- [What is being asked]: Edit the records below so that each "even-odd rule" becomes "nonzero winding rule", and keep every other line the same.

- [Records for this task]:
━━━━

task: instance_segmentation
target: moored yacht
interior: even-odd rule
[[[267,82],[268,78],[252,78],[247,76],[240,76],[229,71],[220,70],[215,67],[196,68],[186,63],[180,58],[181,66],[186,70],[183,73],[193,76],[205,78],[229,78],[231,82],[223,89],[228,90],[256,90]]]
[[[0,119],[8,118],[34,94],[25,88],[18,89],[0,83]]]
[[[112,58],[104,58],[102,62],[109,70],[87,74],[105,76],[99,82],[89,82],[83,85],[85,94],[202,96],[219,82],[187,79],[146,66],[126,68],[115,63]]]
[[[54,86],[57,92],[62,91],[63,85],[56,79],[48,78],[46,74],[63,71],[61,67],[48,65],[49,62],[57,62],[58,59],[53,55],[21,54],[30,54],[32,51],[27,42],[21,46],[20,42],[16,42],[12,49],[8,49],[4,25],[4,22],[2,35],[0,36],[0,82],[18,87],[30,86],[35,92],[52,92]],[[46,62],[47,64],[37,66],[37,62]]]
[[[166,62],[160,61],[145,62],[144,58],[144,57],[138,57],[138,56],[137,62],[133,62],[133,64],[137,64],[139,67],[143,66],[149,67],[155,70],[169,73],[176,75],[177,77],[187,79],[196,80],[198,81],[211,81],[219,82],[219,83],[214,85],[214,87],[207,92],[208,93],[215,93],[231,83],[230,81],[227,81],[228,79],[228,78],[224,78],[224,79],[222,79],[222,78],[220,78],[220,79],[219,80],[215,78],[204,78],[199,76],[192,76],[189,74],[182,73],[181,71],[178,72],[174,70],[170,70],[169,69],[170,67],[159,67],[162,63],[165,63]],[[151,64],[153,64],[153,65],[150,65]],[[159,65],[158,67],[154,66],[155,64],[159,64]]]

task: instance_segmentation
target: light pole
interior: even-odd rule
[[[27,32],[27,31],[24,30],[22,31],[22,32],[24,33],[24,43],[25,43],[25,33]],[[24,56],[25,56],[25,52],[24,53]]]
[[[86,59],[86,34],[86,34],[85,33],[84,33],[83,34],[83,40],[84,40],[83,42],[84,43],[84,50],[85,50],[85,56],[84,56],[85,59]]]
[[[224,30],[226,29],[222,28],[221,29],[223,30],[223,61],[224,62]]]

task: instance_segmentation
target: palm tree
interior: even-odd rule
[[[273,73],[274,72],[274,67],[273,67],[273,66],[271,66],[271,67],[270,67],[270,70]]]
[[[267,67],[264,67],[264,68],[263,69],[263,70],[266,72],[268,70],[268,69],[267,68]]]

━━━━

- [Completed task]:
task: instance_segmentation
target: moored yacht
interior: nonzero winding rule
[[[267,82],[268,78],[252,78],[247,76],[240,76],[229,71],[220,70],[215,67],[196,68],[186,63],[180,58],[181,66],[186,70],[183,73],[193,76],[205,78],[229,78],[231,82],[223,89],[228,90],[256,90]]]
[[[0,119],[8,118],[34,94],[25,88],[18,89],[0,83]]]
[[[112,58],[104,58],[102,62],[109,70],[87,74],[105,76],[99,82],[89,82],[83,85],[85,94],[202,96],[219,82],[187,79],[146,66],[126,68],[115,63]]]
[[[54,86],[57,92],[62,91],[63,85],[56,79],[48,78],[46,74],[63,71],[61,67],[48,65],[49,62],[57,62],[58,59],[53,55],[21,54],[30,54],[32,51],[27,42],[21,46],[20,42],[16,42],[12,49],[8,49],[4,25],[4,22],[2,35],[0,36],[0,82],[18,87],[30,86],[35,92],[52,92]],[[46,62],[47,64],[37,66],[37,62]]]
[[[166,62],[160,61],[145,62],[144,58],[144,57],[138,57],[138,56],[137,62],[133,62],[133,64],[137,64],[139,67],[143,66],[149,67],[155,70],[169,73],[176,75],[177,77],[187,79],[196,80],[198,81],[211,81],[219,82],[219,83],[214,85],[214,87],[207,92],[208,93],[215,93],[231,83],[230,81],[227,81],[228,79],[228,78],[224,78],[224,79],[222,79],[222,78],[220,78],[220,79],[219,80],[215,78],[204,78],[199,76],[192,76],[189,74],[182,73],[181,71],[178,72],[174,70],[170,70],[169,69],[170,67],[159,67],[162,63],[165,63]],[[151,64],[153,64],[153,65],[150,65]],[[159,65],[158,67],[154,66],[155,64],[159,64]]]

task: instance_segmentation
target: light pole
interior: nonzero winding rule
[[[27,32],[27,31],[24,30],[22,31],[22,32],[24,33],[24,43],[25,43],[25,33]],[[24,56],[25,56],[25,52],[24,53]]]
[[[86,59],[86,34],[86,34],[85,33],[84,33],[83,34],[83,40],[84,40],[83,42],[84,43],[84,50],[85,50],[85,56],[84,56],[85,59]]]
[[[224,30],[226,29],[222,28],[221,29],[223,30],[223,61],[224,62]]]

task: instance_segmentation
target: palm tree
interior: nonzero winding rule
[[[273,73],[274,72],[274,67],[273,67],[273,66],[271,66],[271,67],[270,67],[270,70]]]
[[[267,67],[264,67],[264,68],[263,69],[263,70],[266,72],[268,70],[268,69],[267,68]]]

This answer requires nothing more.